(Records from a collection)

————

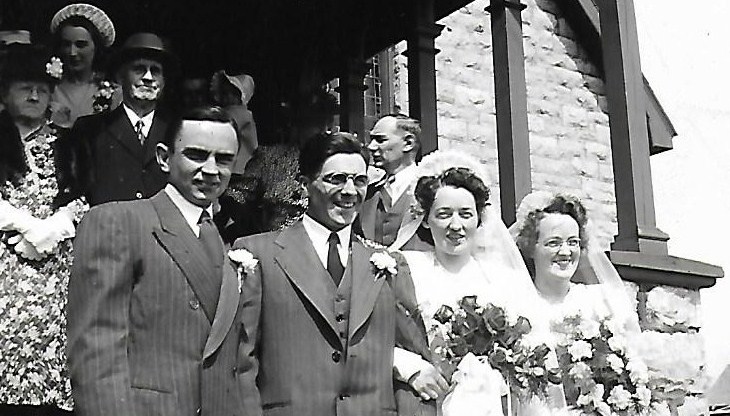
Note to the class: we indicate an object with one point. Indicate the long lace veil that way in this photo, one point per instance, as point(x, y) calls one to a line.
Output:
point(493, 249)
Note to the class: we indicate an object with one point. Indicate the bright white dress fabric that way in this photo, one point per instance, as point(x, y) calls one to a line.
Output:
point(479, 387)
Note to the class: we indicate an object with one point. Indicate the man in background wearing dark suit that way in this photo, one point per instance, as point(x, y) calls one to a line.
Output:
point(394, 145)
point(159, 323)
point(117, 149)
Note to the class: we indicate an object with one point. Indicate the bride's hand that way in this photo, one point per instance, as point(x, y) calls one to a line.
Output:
point(429, 383)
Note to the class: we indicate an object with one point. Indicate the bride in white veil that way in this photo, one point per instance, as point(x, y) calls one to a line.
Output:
point(473, 255)
point(593, 282)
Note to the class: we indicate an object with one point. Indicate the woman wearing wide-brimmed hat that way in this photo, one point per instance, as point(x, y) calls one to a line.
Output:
point(82, 34)
point(38, 212)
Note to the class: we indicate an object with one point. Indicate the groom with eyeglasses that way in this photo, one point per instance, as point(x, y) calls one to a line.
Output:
point(327, 323)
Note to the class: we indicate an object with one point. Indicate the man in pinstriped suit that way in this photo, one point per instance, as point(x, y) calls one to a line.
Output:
point(158, 323)
point(327, 326)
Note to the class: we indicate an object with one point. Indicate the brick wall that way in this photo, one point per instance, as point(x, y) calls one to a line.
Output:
point(569, 151)
point(569, 136)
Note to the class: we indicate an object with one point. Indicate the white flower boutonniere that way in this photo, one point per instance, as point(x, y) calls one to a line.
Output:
point(245, 264)
point(384, 265)
point(54, 68)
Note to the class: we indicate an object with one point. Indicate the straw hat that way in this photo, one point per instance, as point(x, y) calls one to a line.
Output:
point(93, 14)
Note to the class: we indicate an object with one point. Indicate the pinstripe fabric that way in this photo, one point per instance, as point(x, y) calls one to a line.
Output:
point(137, 329)
point(299, 373)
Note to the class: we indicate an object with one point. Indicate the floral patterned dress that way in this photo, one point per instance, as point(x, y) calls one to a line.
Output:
point(33, 293)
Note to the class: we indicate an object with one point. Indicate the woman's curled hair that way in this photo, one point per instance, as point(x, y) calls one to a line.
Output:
point(560, 204)
point(464, 178)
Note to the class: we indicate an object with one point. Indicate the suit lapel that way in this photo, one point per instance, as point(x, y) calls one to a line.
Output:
point(180, 242)
point(368, 216)
point(121, 130)
point(408, 226)
point(365, 287)
point(157, 130)
point(300, 263)
point(226, 311)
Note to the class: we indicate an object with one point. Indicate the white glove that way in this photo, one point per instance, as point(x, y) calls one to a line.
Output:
point(16, 219)
point(24, 248)
point(49, 232)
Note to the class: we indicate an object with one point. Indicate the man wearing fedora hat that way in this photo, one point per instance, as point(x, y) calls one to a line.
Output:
point(117, 149)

————

## Task description
Reproduce everything from the beginning of the material down to the line containing "point(479, 387)", both ends included, word for word. Omit any pictures from your answer.

## Answer for the task
Note to the class: we indicate an object with one point. Indicate the long lace veil that way in this photo, one point per instance, as point(x, y) calls one to a line.
Output:
point(493, 249)
Note to the class: we indicate an object with one point. Indicate the bright white dress fabric that way in this photo, one point per instance, as point(x, y) calls one to a line.
Output:
point(479, 387)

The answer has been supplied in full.